[Items from a data source]
■ ■ ■

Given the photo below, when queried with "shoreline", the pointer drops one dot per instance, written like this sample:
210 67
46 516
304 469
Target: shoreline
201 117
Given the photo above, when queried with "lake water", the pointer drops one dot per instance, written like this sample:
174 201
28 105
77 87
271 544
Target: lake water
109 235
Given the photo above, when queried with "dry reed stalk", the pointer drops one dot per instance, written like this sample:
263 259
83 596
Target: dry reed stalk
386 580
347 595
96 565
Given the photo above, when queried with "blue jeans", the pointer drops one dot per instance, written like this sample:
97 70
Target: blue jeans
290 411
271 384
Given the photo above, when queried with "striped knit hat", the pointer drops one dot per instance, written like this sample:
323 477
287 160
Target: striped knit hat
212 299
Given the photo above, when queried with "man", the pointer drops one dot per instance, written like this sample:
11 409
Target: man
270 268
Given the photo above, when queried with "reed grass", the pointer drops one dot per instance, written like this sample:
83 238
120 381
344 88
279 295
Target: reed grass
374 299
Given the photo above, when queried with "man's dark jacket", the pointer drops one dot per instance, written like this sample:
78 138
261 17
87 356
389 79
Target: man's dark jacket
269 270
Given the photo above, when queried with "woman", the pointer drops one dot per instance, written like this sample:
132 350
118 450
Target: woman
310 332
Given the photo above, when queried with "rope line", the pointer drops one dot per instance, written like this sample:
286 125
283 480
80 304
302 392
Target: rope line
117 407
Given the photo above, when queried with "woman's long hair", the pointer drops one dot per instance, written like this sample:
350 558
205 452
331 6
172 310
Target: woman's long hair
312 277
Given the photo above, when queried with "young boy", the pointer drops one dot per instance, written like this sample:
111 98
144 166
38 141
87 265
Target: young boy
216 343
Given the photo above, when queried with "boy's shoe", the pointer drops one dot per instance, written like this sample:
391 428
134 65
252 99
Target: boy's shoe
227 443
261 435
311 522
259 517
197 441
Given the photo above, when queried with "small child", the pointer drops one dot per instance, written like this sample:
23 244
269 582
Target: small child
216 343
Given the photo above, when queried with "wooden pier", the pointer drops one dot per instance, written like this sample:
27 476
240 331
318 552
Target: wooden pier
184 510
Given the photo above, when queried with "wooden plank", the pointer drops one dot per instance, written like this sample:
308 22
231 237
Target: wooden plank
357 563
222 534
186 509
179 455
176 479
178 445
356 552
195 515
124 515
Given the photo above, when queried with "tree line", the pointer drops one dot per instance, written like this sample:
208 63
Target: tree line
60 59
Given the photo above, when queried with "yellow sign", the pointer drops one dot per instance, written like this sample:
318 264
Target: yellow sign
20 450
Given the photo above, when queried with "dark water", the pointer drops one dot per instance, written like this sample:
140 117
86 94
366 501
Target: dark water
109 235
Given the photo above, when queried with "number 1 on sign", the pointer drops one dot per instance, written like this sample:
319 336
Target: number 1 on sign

■ ■ ■

Set exercise ::
All of the lines above need to be given again exactly.

Response below ::
Given the photo below, when queried with "shoreline", the pointer drops one dot per instance, written like this sample:
210 67
46 516
304 469
Target: shoreline
201 117
Given the photo above, when queried with "lake water", the pointer drops one dot per instance, written like this sample:
174 201
28 105
77 87
271 544
Target: lake water
109 235
Given the photo above, when queried with "dry reed stalk", the pointer drops one dot per instance, written like this sample:
263 259
83 596
Target: dry reed stalk
386 580
347 595
96 565
Given the photo above, when queried with "blue jeans", the pointer drops one dot per instance, written like this sample:
97 70
Target: blue jeans
290 411
271 384
Given the photo above, when queried with "striped knit hat", the pointer drops one dot per instance, written like this sample:
323 477
287 160
Target: striped knit hat
212 299
Given the photo above, when queried with "man", the pointer drops one dot per instance, written like this sample:
11 409
Target: man
270 268
Given the photo above, when queried with "reed grass", the pointer drops one dot per instance, written like this sample:
83 238
120 381
344 88
279 295
Target: reed grass
374 299
Given the photo above, when queried with "man's dark jacket", the pointer drops one dot per instance, written like this sample:
78 138
261 17
87 356
389 79
Target: man's dark jacket
269 270
Given the photo above, when queried with "woman", the pointer drops one dot per instance, written like this sample:
132 350
118 450
Target: woman
310 332
Given the photo above, when queried with "rope line", the pointer drops one dot per instance, written like this sample:
286 125
283 480
80 304
302 392
Target: rope line
117 407
Given the photo above, when queried with "woman's long hair", the pointer drops one dot per instance, written like this sample:
350 558
205 452
331 6
172 310
Target: woman's long hair
312 277
Given the photo above, when queried with "young boy", the pointer drops one dot per instance, written like this sample:
111 98
144 166
38 141
87 265
Target: young boy
216 343
Given the photo above, when queried with "boy's shoe", the pointer drops one dot per instance, written like this sample:
391 428
134 65
252 99
Target: boy's shoe
227 443
261 435
311 522
259 517
197 441
Given the photo above, when queried with "small child", the pointer drops one dot per instance, written like this sample:
23 244
269 582
Target: small child
216 343
Given the photo above, when queried with "wooden pier", the pointer drops one dot per instance, written like this sample:
27 476
240 331
318 552
Target: wooden pier
184 510
Given the photo above, when queried with "wooden plank", the pointer drops one dot per instance, written like this sample:
308 22
231 237
Target: wooden plank
357 563
222 534
186 509
179 455
176 479
178 445
356 552
195 515
124 515
Given the photo above, when queried with "tree line", the pointer drops one dot per instance, written like this sample:
208 63
Target: tree line
60 59
Given the photo above, when queried with "yellow sign", the pointer drops one dot per instance, written like this sample:
318 264
Target: yellow sign
20 450
Given the photo above, when queried with "dark water", the pointer drops one dot per instance, written like this sample:
140 117
86 94
366 501
Target: dark water
109 235
Given the photo above, when queried with "number 1 on sign", the pointer drops one dot per instance, written like this sample:
319 336
Target: number 1 on sign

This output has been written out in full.